>> START ARTICLE

Each facialist has her own point of view as to what works best and is healthiest for her clients, but they usually offer each client a wide selection of treatments from basic care to deep pore cleansing, rejuvenating and hydrating, with each session lasting roughly one to two hours.
Some facialists put their clients on antiaging regimens that involve weekly treatments over a period of six to eight weeks followed up with ongoing monthly sessions. Treatments may include applying oxygen to the skin and electric facial toning. Many clients continue their monthly follow-up treatments indefinitely.
Because people tend to hop from one facialist to another, constantly seeking new ways to keep their skin young, facialists generally need to periodically introduce new products and ideas to keep attracting new clients and retain old ones. Something new as of this writing is the use of crushed gemstones and minerals to create custom-blended skin products for clients. Permanent makeup is becoming popular. It involves providing permanent eyeliner, eyebrows, and lip color for clients using a tattooing process, micropigmentation. It also can be used to camouflage scars and create beauty marks.
On average, a busy facialist sees between three and five clients per day, because it takes time for clients to disrobe and dress again, and you need time to do the facial and counsel each client on proper follow-up care.

>> END ARTICLE
>> START MATERIAL SHOWN

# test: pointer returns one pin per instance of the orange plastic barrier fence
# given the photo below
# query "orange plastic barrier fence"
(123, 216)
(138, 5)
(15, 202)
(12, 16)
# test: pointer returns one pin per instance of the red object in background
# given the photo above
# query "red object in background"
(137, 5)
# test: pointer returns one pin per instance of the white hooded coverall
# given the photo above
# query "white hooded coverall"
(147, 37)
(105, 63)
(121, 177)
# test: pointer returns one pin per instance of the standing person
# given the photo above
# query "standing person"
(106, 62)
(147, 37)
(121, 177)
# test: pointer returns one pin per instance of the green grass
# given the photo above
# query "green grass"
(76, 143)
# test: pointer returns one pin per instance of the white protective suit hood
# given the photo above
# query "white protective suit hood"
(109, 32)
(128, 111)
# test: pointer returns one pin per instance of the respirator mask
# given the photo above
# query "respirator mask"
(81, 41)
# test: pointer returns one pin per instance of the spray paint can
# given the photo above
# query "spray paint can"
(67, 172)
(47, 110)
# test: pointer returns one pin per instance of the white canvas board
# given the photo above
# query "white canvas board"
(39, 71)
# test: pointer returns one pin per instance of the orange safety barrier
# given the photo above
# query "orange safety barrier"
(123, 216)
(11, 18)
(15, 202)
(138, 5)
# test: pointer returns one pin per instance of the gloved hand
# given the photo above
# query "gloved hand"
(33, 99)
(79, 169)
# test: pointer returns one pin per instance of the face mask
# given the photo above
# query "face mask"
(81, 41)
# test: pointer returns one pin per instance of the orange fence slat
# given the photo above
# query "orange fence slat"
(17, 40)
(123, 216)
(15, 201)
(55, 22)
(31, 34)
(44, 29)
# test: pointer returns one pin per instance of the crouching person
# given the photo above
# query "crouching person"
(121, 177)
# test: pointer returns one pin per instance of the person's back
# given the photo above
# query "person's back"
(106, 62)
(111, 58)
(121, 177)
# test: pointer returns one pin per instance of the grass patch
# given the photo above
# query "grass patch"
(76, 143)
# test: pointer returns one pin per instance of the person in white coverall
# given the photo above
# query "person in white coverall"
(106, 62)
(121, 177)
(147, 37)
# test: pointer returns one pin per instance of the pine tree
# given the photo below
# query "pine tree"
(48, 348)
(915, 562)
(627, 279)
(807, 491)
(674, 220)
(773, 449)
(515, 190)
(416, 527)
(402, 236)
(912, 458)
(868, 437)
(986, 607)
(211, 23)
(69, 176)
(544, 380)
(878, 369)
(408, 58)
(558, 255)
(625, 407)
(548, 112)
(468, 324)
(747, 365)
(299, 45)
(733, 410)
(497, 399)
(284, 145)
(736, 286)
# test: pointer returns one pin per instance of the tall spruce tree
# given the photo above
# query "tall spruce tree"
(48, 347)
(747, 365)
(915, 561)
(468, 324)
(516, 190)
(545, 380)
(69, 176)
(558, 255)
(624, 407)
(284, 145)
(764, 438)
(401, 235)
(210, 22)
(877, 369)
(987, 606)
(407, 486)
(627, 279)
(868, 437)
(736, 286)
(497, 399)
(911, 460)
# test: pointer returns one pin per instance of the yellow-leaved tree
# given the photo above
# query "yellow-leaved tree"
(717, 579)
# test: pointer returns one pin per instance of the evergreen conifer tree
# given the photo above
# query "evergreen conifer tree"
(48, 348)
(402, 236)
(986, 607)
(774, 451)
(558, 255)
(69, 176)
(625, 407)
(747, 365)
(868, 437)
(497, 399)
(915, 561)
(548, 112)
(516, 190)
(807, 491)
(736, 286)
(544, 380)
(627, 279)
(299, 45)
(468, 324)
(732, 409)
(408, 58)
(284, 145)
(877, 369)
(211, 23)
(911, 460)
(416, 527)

>> END MATERIAL SHOWN

# COMPLETE THE FOLLOWING
**a)** According to the passage on facialists' work, why do facialists "need to periodically introduce new products and ideas"? Answer in one to three sentences.
**b)** Extend the passage on facialists' work, picking up after its final sentence.
The listing plays no part in this work.

# TASK-BY-TASK ANSWERS
**a)** Clients tend to move from one facialist to another in search of new ways to keep their skin young. Facialists therefore have to keep offering new products and ideas to attract new clients and keep the ones they already have.

**b)**
The main challenge to becoming a facialist in the U.S. is that all states except Connecticult require you to be licensed as a cosmetician (also called aesthetician/esthetician) in order to work with people’s skin. While many states allow home and mobile salons, others do not and the zoning in some communities does not permit home-based salons. However, facialists can sometimes successfully apply to their local zoning board and receive approval to work from their homes, as long as they restrict their work to facials and don’t do haircutting or styling.
You will need to have business insurance to protect yourself in the event of any problems or accidents, although some facialists lessen their insurance costs by not doing higher-risk procedures like chemical peels or micropigmentation.
For people who are not licensed, direct selling companies like Avon, Jafra and Mary Kay enable you to entering this make-people-happy field by selling products without applying them.